• [WHAT YOU WILL DO]: Below is a listing. Write out exactly its lines between the one holding "stems in this screenshot by giving bounding boxes." and the one holding "Accessibility service: describe the spatial position of the hazy", inclusive.

• [MATERIALS PROVIDED]:
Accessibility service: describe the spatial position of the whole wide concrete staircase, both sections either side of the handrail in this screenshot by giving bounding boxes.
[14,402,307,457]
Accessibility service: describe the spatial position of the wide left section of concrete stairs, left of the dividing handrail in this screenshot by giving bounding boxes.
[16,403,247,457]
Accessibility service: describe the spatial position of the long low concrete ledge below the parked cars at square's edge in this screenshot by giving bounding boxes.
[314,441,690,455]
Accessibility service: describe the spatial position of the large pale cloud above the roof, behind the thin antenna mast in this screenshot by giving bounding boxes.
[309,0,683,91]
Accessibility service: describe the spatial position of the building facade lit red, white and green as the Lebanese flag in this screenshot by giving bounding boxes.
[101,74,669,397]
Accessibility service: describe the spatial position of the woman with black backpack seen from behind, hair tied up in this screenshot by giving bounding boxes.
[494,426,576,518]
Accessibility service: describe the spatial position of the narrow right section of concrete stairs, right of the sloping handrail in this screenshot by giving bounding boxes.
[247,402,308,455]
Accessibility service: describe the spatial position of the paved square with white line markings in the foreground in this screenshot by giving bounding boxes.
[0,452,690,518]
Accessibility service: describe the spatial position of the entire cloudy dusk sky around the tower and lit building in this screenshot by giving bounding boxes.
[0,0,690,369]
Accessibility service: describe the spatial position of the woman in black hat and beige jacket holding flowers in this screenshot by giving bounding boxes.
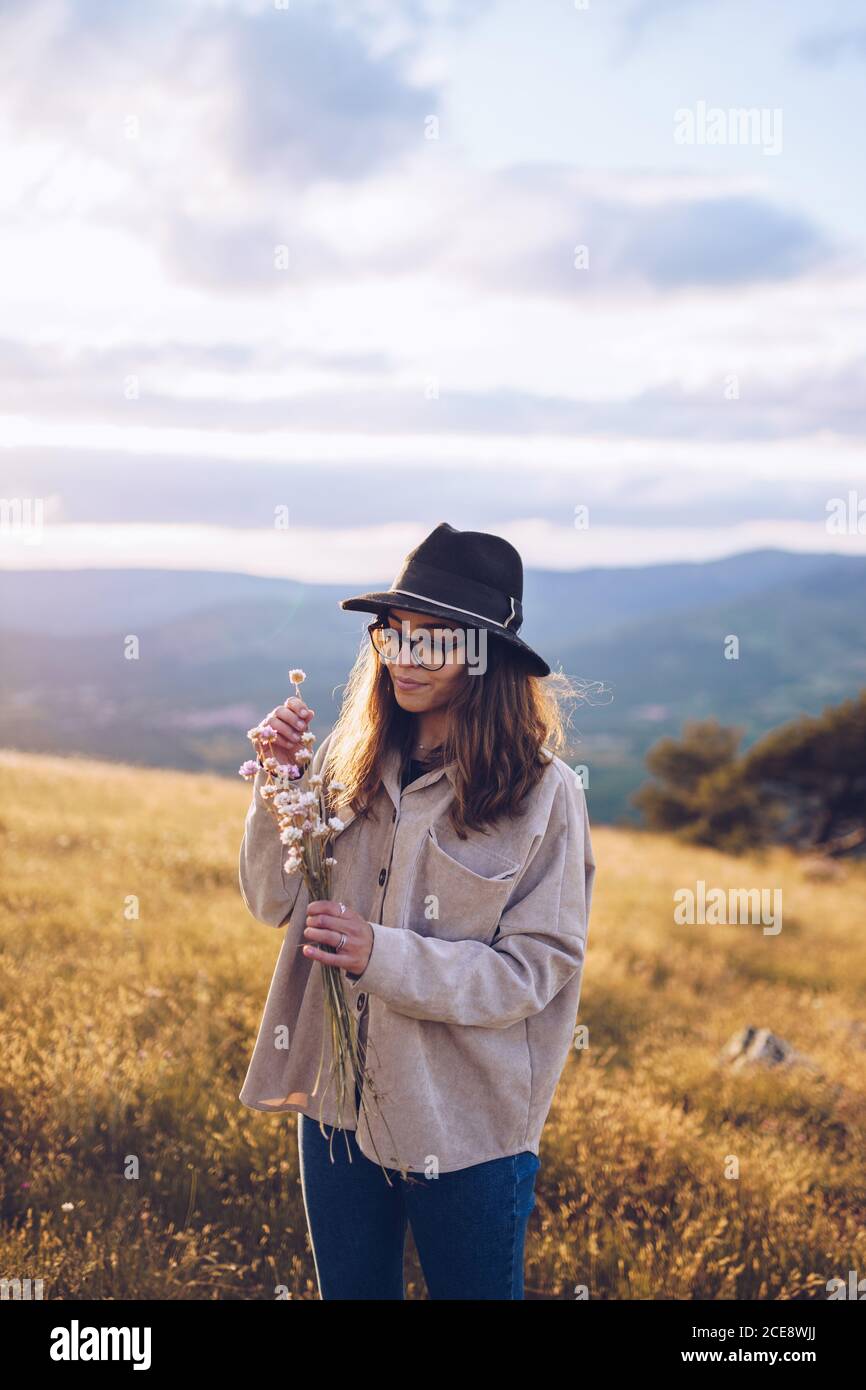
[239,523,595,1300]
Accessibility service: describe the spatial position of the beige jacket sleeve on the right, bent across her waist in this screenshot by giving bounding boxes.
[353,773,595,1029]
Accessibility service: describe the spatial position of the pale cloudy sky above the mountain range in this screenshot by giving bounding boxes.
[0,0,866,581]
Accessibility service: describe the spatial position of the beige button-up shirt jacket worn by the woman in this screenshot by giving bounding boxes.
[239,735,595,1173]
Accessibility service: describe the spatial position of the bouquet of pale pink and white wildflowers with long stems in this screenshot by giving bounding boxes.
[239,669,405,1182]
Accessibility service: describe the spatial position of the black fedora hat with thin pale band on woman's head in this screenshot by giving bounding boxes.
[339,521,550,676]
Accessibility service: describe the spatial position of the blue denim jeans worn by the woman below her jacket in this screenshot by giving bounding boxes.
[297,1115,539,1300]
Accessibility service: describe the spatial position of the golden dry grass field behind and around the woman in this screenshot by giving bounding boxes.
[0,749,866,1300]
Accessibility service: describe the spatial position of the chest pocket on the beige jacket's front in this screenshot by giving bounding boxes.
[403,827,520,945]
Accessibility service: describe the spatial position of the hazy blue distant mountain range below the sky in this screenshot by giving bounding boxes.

==

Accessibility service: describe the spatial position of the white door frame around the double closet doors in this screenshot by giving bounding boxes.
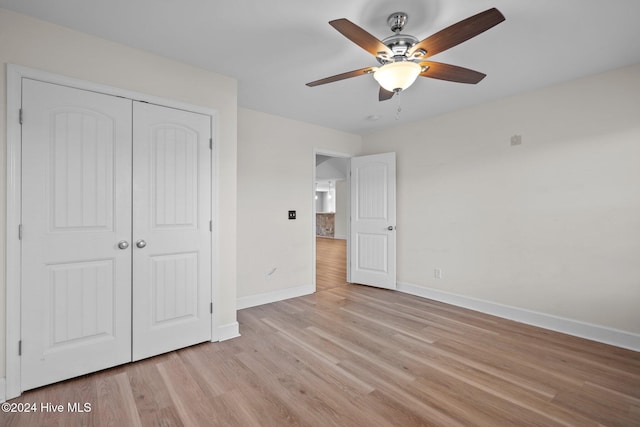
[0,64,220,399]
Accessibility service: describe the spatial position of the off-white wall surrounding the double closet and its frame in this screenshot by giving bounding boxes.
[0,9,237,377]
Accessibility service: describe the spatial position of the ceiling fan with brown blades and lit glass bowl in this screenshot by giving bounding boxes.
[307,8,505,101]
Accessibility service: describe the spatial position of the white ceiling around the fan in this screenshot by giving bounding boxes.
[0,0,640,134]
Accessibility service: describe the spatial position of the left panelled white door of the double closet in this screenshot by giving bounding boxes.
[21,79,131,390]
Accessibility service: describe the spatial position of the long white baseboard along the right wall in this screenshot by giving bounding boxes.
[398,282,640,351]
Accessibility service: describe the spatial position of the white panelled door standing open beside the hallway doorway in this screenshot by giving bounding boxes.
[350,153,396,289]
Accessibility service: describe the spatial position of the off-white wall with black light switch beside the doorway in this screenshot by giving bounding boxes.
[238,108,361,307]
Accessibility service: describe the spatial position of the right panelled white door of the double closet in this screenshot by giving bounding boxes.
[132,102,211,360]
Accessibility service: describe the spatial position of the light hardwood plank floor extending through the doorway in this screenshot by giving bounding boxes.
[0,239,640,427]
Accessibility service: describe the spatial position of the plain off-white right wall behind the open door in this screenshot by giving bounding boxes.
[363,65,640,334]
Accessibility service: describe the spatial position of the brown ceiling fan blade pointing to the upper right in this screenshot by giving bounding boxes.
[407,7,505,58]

• [WRITTEN REPLY]:
Accessibility service: describe the spatial position of the bouquet of pale pink and white wildflowers with long stems in this screenshot by giving bounding boxes.
[239,669,405,1182]
Accessibility service: describe the spatial position of the black fedora hat with thin pale band on woman's head in this screenshot by giving bounding boxes.
[339,521,550,676]
Accessibility service: describe the spatial position of the blue denim jeans worn by the woman below her jacket in this screenshot by giving bounding boxes.
[297,1115,539,1300]
Accessibility service: describe the spatial position of the golden dry grass field behind and around the woman in this screenshot by giving bounding boxes.
[0,749,866,1300]
Accessibility service: describe the spatial position of the chest pocket on the beige jacket's front in this screenshot by giving bounding boxes.
[403,827,520,945]
Accessibility service: describe the spatial position of the hazy blue distant mountain range below the sky in this screenshot by giving bounding boxes.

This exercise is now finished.